_MATERIAL TO PROCESS_:
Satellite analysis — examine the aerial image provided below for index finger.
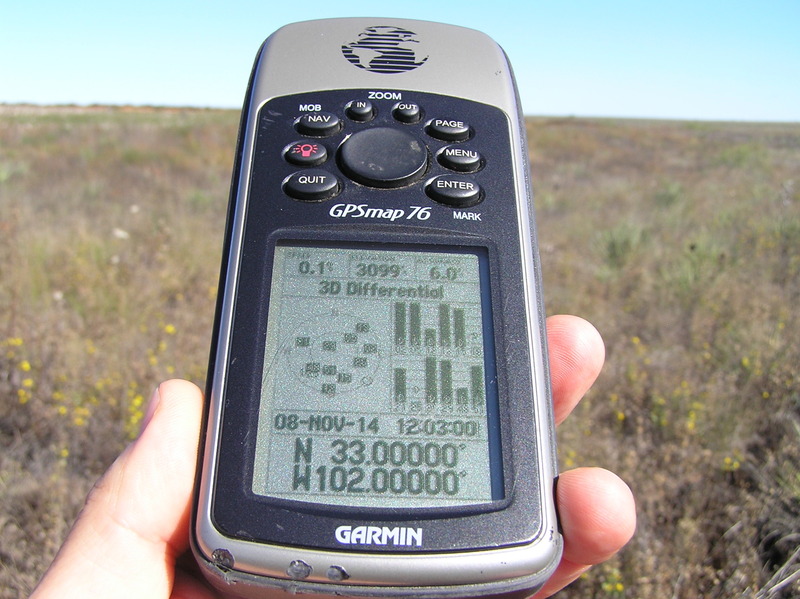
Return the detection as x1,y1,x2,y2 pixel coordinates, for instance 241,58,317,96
546,315,605,425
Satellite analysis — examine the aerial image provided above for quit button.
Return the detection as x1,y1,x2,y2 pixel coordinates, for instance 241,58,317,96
283,170,341,202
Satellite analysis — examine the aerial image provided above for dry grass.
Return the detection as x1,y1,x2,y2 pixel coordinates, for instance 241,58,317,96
0,105,236,596
1,106,798,598
529,117,800,598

_TASK DIRECTIONS_: For each line in the material above that holds the word "analysis", add one to a count; state only the final number.

_FINISHED TASK_: 3